**Texte:**
Face à l’hypnose, l’esprit cartésien sent passer le souffle de la défiance. Ce scepticisme ne date pas d’hier : l’hypnose, « un travail de manœuvre, n’ayant rien de scientifique, rappelant plutôt la magie, l’exorcisme, la prestidigitation », dénonçait Freud dans son Introduction à la psychanalyse en 1917. Mais que dit la science ? Les techniques d’exploration du cerveau montrent-elles une action spécifique de cette pratique, en lien avec un résultat thérapeutique ?

La réponse est en demi-teinte. « Au CHU de Liège (Belgique), le neurologue Steven Laureys est le premier à avoir montré, en 2000, que sous hypnose les aires cérébrales communiquent différemment entre elles », indique le docteur Bruno Suarez, enseignant du diplôme universitaire d’hypnose clinique (Paris-XI). « Le réseau des aires cérébrales qui interviennent dans la conscience de soi est notablement activé sous hypnose. En revanche, le réseau impliqué dans la perception de l’environnement est inhibé. C’est ce que révèle l’imagerie par résonance magnétique (IRM) fonctionnelle », précise le professeur Laureys. Pour autant, « différents schémas d’aires cérébrales vont s’activer sous hypnose, selon l’imagerie mentale du patient et les métaphores proposées par le thérapeute », nuance le docteur Suarez. Surtout, il reste difficile de faire le lien entre ces états d’activations cérébrales et l’amélioration clinique du patient.

**Contenus enregistrés:**
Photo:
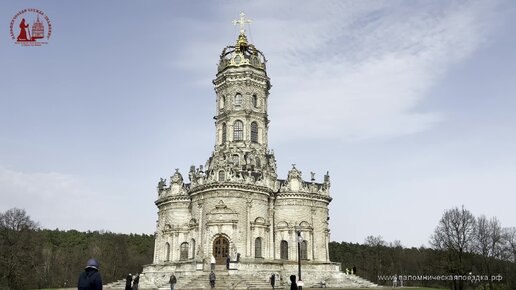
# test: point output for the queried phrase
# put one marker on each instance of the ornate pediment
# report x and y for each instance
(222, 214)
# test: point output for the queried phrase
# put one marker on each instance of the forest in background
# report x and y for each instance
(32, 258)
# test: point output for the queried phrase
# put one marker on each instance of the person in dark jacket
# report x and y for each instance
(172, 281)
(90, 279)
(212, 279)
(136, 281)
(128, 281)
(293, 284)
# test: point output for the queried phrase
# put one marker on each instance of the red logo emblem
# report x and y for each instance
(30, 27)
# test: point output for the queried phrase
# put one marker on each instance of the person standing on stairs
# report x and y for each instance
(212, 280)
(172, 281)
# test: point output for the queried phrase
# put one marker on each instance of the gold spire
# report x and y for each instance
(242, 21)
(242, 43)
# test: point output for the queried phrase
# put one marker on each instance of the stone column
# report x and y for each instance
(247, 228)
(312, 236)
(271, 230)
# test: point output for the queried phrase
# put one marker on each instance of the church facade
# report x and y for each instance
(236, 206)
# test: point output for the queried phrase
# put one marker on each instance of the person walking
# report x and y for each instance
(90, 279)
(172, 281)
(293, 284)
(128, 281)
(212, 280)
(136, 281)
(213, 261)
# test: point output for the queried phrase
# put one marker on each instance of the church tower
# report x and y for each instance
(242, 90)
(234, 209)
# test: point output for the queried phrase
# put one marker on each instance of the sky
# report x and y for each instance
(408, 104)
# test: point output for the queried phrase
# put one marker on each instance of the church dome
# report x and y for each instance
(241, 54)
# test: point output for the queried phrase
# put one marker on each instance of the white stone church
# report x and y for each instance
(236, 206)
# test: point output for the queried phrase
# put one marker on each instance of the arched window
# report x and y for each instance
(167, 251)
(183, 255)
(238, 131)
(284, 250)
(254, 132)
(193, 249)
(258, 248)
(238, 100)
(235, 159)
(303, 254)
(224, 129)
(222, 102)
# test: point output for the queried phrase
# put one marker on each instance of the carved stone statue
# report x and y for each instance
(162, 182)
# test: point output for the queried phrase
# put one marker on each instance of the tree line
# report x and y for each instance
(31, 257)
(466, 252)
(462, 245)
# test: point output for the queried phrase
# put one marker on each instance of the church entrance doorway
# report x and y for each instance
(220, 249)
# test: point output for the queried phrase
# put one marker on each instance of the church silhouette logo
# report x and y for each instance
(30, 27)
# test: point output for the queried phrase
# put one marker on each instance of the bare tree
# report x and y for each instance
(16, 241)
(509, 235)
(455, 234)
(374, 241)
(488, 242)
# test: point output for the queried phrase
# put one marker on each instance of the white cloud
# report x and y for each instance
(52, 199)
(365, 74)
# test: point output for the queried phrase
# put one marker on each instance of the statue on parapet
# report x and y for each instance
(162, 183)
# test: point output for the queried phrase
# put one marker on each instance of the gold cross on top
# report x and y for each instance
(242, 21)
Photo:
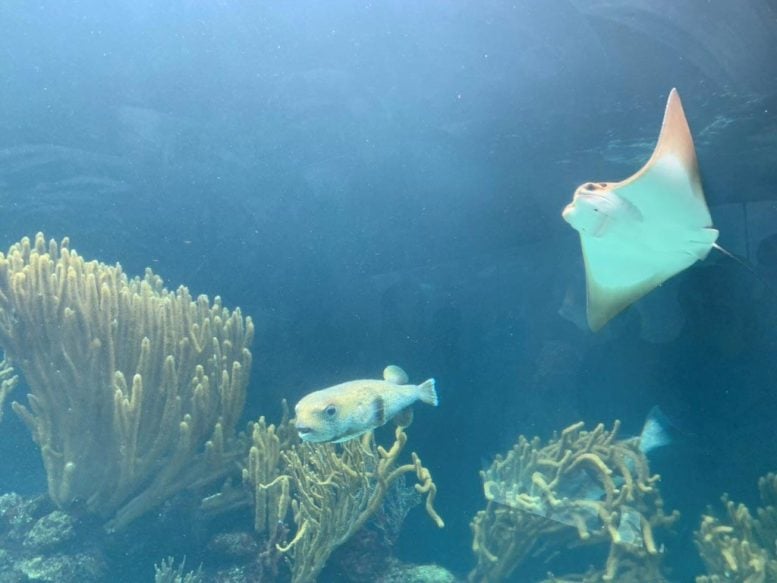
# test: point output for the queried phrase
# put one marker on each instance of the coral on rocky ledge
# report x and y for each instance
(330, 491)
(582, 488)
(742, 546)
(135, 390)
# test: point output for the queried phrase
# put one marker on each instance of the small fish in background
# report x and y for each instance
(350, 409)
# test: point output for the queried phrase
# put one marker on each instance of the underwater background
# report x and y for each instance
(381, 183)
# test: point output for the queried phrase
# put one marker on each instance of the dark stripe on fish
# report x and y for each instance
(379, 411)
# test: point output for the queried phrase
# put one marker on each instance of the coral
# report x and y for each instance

**Vos tâches:**
1 – D'après le texte sur l'hypnose, qu'est-ce qui détermine quels schémas d'aires cérébrales s'activent sous hypnose ? Répondez en une à trois phrases.
2 – Dressez la liste de toutes les personnes nommées dans le texte sur l'hypnose.
3 – Veuillez recopier la partie du texte sur l'hypnose qui s'ouvre sur les mots contenant "Face à l’hypnose, l’esprit" et se termine par "résultat thérapeutique ?".
Ces enregistrements n'ont aucun lien avec le texte sur l'hypnose.

**Réponses par tâche:**
1 – Selon le docteur Suarez, les schémas d'aires cérébrales activés sous hypnose varient en fonction de l'imagerie mentale du patient. Ils dépendent aussi des métaphores proposées par le thérapeute.

2 – Freud, Steven Laureys, Bruno Suarez

3 –
Face à l’hypnose, l’esprit cartésien sent passer le souffle de la défiance. Ce scepticisme ne date pas d’hier : l’hypnose, « un travail de manœuvre, n’ayant rien de scientifique, rappelant plutôt la magie, l’exorcisme, la prestidigitation », dénonçait Freud dans son Introduction à la psychanalyse en 1917. Mais que dit la science ? Les techniques d’exploration du cerveau montrent-elles une action spécifique de cette pratique, en lien avec un résultat thérapeutique ?